## PROBLEM STATEMENT
Out of the entries that follow, copy each line containing "canopy".

## PROVIDED ENTRIES

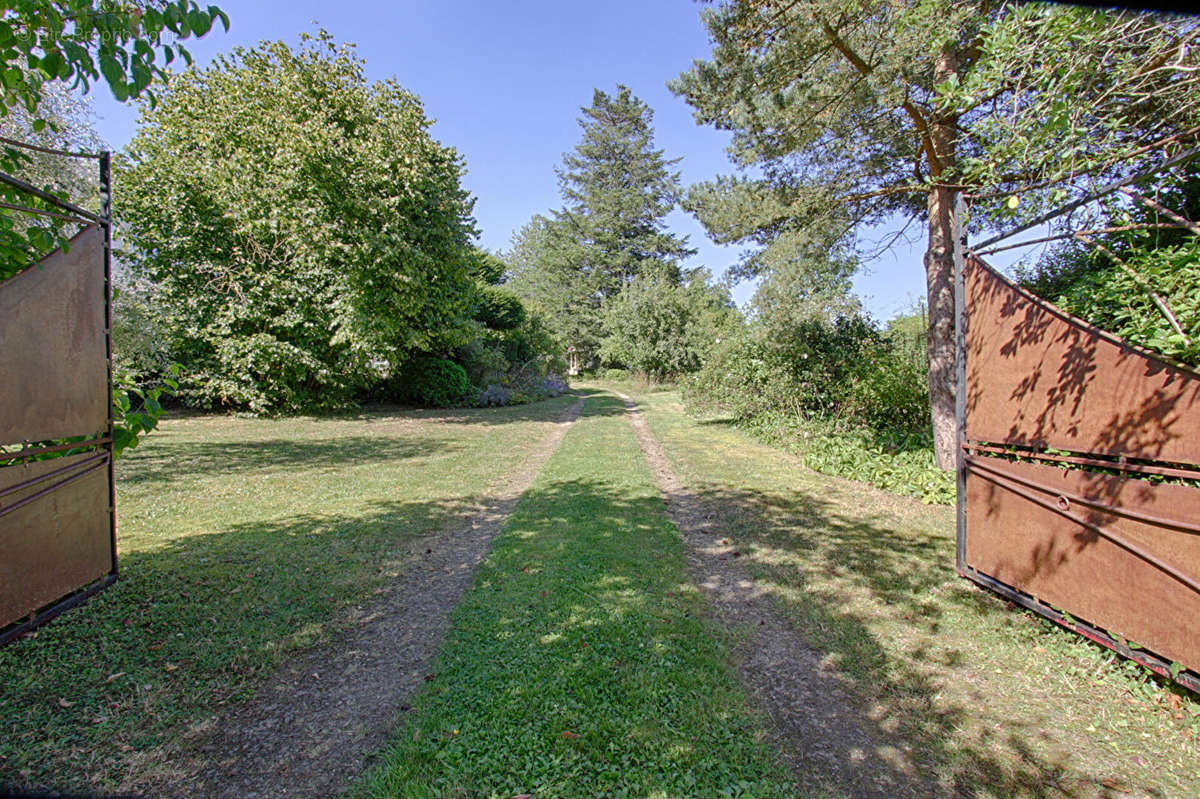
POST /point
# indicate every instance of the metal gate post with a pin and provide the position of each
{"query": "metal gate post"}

* * *

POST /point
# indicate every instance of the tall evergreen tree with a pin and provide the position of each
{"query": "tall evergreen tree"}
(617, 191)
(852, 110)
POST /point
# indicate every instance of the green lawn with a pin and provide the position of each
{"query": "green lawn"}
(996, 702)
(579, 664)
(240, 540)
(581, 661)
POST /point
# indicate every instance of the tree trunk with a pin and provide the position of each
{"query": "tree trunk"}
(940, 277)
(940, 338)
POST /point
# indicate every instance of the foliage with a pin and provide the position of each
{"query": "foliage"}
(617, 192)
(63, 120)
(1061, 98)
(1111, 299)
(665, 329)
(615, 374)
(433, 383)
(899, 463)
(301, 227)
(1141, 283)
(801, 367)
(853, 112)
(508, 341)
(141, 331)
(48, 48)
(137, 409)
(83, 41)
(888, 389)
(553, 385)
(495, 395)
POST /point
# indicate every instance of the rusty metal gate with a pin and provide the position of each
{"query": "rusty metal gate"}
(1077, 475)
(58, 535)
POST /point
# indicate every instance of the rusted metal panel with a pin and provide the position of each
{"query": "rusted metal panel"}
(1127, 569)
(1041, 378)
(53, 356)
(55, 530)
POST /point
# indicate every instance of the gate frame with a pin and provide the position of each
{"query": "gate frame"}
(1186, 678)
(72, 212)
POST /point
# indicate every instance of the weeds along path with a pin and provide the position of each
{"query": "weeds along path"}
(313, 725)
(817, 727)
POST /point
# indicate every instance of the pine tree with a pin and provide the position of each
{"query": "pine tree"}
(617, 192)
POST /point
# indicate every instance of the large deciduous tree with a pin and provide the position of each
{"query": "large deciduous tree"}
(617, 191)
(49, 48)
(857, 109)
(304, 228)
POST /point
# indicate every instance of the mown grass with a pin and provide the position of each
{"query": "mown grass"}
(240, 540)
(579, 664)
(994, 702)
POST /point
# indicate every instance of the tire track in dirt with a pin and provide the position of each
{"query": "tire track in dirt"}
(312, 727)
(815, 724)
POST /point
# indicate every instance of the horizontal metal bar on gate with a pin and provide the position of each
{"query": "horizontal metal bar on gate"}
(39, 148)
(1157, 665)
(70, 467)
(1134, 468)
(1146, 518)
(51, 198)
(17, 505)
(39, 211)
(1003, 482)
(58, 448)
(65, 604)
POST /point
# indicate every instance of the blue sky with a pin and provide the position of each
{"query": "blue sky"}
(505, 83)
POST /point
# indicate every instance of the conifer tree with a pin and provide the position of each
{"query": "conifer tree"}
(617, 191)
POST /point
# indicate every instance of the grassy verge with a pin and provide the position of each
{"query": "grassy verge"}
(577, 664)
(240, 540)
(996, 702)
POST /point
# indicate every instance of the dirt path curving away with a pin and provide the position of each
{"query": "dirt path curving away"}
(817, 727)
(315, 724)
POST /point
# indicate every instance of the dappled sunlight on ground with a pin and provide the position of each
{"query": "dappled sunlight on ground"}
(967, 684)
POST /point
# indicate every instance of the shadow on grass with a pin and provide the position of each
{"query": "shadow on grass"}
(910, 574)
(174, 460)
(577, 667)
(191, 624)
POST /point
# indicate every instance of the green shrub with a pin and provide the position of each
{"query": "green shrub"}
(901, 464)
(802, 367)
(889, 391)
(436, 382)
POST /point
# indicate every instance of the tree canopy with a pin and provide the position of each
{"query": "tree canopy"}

* * *

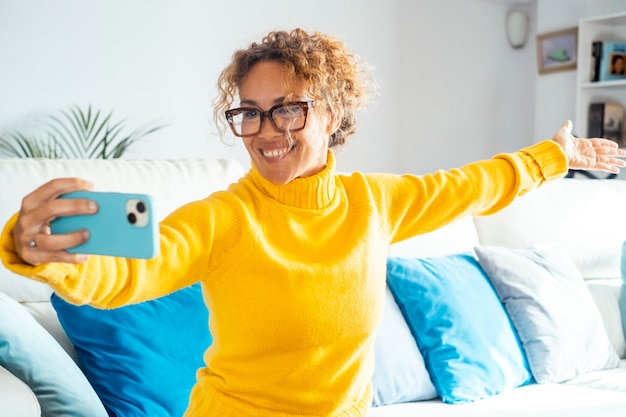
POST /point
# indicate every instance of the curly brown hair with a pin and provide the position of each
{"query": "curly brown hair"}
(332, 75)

## EXPECTED ANSWER
# indicate every instance of the tree canopy with a pin and provide the position of each
{"query": "tree canopy"}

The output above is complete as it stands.